*Text excerpt*
- - - -
Seeing The Princess and the Frog was kind of a big deal for me. Not because she's the first African-American Disney Princess... I don't really care about stuff like that (did we make a big deal when Jasmine or Pocahontas hit the scene?). It was a big deal because - excluding computer generated movies - it was the first animated Disney movie I've seen in the theater since 2002, and the first musical Disney movie I've seen since 1994.

More so than that, I'm not a Disney Princess person. Ariel and Belle are the only ones I really like. Other than that, I really could not get into them*.

Tiana, however, is easily the most awesome Disney Princess created, and the movie was amazing.

The Story: The Princess and the Frog is loosely based on the novel "The Frog Princess" by E.D. Baker. Disney's interpretation tells the story of Tiana, a young New Orleans girl who vows she will never need a prince and will instead open a restaurant with her father... something easier said then done. Obsessed with her dream, Tiana becomes the very definiton of "all work, no play", working 2 jobs and pulling double shifts to afford a down payment for her restaurant.

It seems her hard work finally pays off when her best friend - Charlotte LeBeouf - pays her big bucks to cook at a ball she is holding in honor of Prince Naveen. Little do they know, the 20 year old, superficial, gregarious prince was tricked by the "Shadowman" - a local voodoo/palm reader - and turned into a frog.

Tiana's world is turned upside down when she is tricked into kissing the frog version of Prince Naveen, and is turned into a frog herself! Naveen and Tiana then head deep into the Bayou in search of Mama Odie to have the curse reversed. While on their journey, they encounter many characters like Louise - an alligator that plays a mean jazz trumpet - and Ray, a firefly that is in love with a bright star he's named Evangeline. Naveen and Tiana also learn a lot, not only about each other, but about themselves, and ultimately learn the difference between what you want, and what you need.


There is so much about this movie that made me love it.

The New Orleans setting was absolutely to die for. Something about the accents made me love the characters that much more... and the characters themselves were so loveable! Naveen very much reminded me of Ezio Auditore... a huge play boy that you hated, but couldn't help but love at the same time. Tiana was perfect as well. You felt all her pain, wanted so badly for her to succeed, since she was working soooo hard. The Shadowman was a very classic Disney villain, very much like Scar or Ursula. He was delightfully dastardly and and wonderfully wicked. Louise and Ray were both wonderful additions to the cast as well, and for some reason I found myself connecting very much with Tiana's father. Even Charlotte was great... annoying in a loveable way.

The music is easily my favorite in Disney history with, of course, a few exceptions**. I love jazz, and am greatly impressed with how they kept the magic of the music alive while still supplying the audience with the showtune-esque numbers Disney is known for. Such gems as "Dig A Little Deeper", "Almost There", and "When We're Human" are all shining spots in this movie. But most noteable is The Shadowman's number, "Friends On The Other Side". This song could hold its own against such numbers as "Be Prepared", "Poor Unfortunate Souls," and "Kill the Beast".
- - - -
*Exercise objective*
Write out the passage of the movie review from "The New Orleans" to "a loveable way.". The records aren't needed for anything here.
- - - -
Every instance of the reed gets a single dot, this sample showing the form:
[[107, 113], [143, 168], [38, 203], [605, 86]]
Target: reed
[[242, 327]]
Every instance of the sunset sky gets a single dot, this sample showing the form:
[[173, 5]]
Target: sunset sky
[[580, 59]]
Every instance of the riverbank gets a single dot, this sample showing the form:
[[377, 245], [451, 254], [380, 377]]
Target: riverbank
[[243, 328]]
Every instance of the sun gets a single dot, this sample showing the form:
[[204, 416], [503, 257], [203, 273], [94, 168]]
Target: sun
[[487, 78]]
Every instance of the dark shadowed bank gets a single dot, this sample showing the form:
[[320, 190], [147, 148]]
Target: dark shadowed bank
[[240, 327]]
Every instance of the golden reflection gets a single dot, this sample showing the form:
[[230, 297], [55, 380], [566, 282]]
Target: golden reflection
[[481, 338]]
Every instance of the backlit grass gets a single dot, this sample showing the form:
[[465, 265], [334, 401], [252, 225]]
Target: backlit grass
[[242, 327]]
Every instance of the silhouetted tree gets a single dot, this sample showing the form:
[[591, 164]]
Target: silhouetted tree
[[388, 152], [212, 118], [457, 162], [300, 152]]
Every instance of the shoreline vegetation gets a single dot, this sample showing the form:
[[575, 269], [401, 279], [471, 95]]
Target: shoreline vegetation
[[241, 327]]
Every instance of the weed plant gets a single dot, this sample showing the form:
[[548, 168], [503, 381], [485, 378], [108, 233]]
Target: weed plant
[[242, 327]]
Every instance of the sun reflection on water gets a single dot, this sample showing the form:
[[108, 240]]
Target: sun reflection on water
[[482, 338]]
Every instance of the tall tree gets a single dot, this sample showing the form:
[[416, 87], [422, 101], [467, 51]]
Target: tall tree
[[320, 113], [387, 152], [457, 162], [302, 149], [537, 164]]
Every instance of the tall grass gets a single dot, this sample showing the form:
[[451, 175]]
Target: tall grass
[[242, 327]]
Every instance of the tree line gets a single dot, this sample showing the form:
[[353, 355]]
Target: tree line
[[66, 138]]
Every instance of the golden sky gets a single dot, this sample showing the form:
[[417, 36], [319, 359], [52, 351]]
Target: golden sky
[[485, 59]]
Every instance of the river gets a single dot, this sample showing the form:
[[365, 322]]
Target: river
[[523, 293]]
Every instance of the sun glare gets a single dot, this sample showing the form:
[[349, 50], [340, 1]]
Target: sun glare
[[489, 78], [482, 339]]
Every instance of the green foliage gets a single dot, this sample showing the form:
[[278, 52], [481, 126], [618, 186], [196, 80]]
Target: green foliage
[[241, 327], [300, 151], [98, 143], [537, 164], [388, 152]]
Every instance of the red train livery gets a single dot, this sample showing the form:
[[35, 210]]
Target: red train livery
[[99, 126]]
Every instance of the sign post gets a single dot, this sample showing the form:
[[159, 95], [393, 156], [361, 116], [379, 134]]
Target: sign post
- - - -
*Result for this task*
The New Orleans setting was absolutely to die for. Something about the accents made me love the characters that much more... and the characters themselves were so loveable! Naveen very much reminded me of Ezio Auditore... a huge play boy that you hated, but couldn't help but love at the same time. Tiana was perfect as well. You felt all her pain, wanted so badly for her to succeed, since she was working soooo hard. The Shadowman was a very classic Disney villain, very much like Scar or Ursula. He was delightfully dastardly and and wonderfully wicked. Louise and Ray were both wonderful additions to the cast as well, and for some reason I found myself connecting very much with Tiana's father. Even Charlotte was great... annoying in a loveable way.